As useful stand-ins for biologics targeting a range of inflammatory diseases, biosimilars have made significant inroads across Europe as less expensive alternatives. Denmark, for example, realized a cost savings of 64% after instituting a mandatory national switch from the originator infliximab to its biosimilar counterpart.
In the U.S., however, a considerably smaller fraction of rheumatologists are prescribing these biologic alternatives to their patients. Increasing the trend, and realizing the expected cost savings that have, thus far, largely failed to materialize, experts say, will depend upon the resolution of multiple pricing, clinical, regulatory and educational barriers.
A recent analysis in Arthritis & Rheumatology crystalized the lopsided U.S. market.1 The researchers pored over roughly 1.1 million tumor necrosis factor inhibitor prescriptions or infusions from Jan. 1, 2016, to March 31, 2019, in a large commercial insurance database. The study reviewed the uptake of the biosimilars infliximab-dyyb, developed by Celltrion and marketed as Inflectra in November 2016, and infliximab-abda, launched as Renflexis by Samsung Bioepis in July 2017. Together, the two biosimilars accounted for just 0.9% of market share through the first quarter of 2019.
The amount paid by the insurer for the biosimilars vs. the biologic originator began to diverge only in the third quarter of 2018. The widening gap in cost was perhaps triggered by the arrival of unique Healthcare Common Procedure Coding System codes and, thus, the ability of biosimilar manufacturers to finally compete, the study authors suggest. The modest savings, though, may have reflected “the smaller purchasing power of US payers relative to single payer systems,” they concluded.

» EXTRACTED DATA:

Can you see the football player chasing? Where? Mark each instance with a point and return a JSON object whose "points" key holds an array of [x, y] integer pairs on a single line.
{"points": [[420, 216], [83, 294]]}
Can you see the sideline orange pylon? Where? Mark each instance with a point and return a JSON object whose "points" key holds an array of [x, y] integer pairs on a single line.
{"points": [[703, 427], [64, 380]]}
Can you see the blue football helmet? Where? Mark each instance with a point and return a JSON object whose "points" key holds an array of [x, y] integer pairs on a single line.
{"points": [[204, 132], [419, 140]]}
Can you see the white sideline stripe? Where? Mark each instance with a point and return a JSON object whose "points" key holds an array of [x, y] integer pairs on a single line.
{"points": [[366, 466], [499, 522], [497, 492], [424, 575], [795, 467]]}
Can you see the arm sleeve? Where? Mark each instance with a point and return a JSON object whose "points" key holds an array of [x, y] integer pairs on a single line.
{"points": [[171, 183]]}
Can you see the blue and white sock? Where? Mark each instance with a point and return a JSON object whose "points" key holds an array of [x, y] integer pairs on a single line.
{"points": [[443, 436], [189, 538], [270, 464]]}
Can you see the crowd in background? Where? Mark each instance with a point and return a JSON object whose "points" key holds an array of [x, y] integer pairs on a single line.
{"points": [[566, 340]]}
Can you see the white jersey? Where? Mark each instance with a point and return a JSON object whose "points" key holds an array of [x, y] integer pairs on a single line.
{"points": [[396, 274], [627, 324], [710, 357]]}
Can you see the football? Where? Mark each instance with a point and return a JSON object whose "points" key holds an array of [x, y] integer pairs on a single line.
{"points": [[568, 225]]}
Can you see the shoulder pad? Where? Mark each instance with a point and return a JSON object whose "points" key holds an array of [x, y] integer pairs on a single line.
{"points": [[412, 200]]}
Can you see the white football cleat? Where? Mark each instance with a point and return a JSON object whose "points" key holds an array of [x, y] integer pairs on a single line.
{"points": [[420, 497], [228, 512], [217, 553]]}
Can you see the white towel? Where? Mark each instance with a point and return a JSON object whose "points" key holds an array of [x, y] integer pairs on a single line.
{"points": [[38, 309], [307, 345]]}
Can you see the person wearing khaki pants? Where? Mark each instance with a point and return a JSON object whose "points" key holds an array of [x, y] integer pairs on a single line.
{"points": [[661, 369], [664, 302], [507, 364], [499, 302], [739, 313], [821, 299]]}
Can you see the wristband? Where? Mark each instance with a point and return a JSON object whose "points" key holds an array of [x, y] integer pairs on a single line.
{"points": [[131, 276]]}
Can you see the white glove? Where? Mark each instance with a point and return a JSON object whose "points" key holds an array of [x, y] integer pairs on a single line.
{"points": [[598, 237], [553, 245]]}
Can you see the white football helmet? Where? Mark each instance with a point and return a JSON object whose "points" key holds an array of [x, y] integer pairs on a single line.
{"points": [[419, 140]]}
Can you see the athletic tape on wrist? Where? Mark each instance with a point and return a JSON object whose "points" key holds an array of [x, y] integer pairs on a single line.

» TASKS FOR THIS EXERCISE:
1. According to the biosimilars article, what combined share of the market did the two infliximab biosimilars hold through the first quarter of 2019?
2. Do these statements agree with the biosimilars article? (a) Denmark cut costs by 64% after a mandatory national switch to the infliximab biosimilar. (b) The analysis covered prescriptions and infusions dating from 2014 onward. (c) Renflexis was launched by Celltrion. Answer yes or no for each, and quote the deciding words.
3. Pick up the biosimilars article after its final sentence and keep writing it.

» REPLIES:
1. 0.9%

2.
(a) Yes: "Denmark, for example, realized a cost savings of 64% after instituting a mandatory national switch from the originator infliximab to its biosimilar counterpart."
(b) No: "from Jan. 1, 2016, to March 31, 2019"
(c) No: "infliximab-abda, launched as Renflexis by Samsung Bioepis in July 2017"

3.
Study co-author Seoyoung Kim, MD, ScD, associate professor of medicine at Brigham and Women’s Hospital, Boston, says that without a substantial difference in cost, “there is no huge incentive for patients or physicians or healthcare systems to use biosimilar infliximab vs. [the] branded one.” Significantly larger savings, she and her colleagues maintain, may require more systemic changes to the nation’s pharmaceutical market.
An editorial commenting on Dr. Kim’s study noted that of the 13 biosimilars approved by the U.S. Food & Drug Administration (FDA) with indications for rheumatic diseases, only two had reached the commercial market by January 2020.2 Inflectra (infliximab-dyyb) and Renflexis (infliximab-abda) are competing against Remicade (infliximab), while a third biosimilar, Pfizer’s Ruxience (rituximab-pvvr), is expected to become available later this year.
“In other words, biosimilars have largely failed to launch in the United States,” writes Jinoos Yazdany, MD, MPH, professor of medicine and chief of the Division of Rheumatology at Zuckerberg San Francisco General Hospital.
In fact, as spending on biologic drugs reached $125 billion per year in the U.S. in 2018, with Humira (adalimumab) sales alone representing $18 billion of that total, biosimilars were netting only 9% of the initial $1 billion in savings projected by the Congressional Budget Office.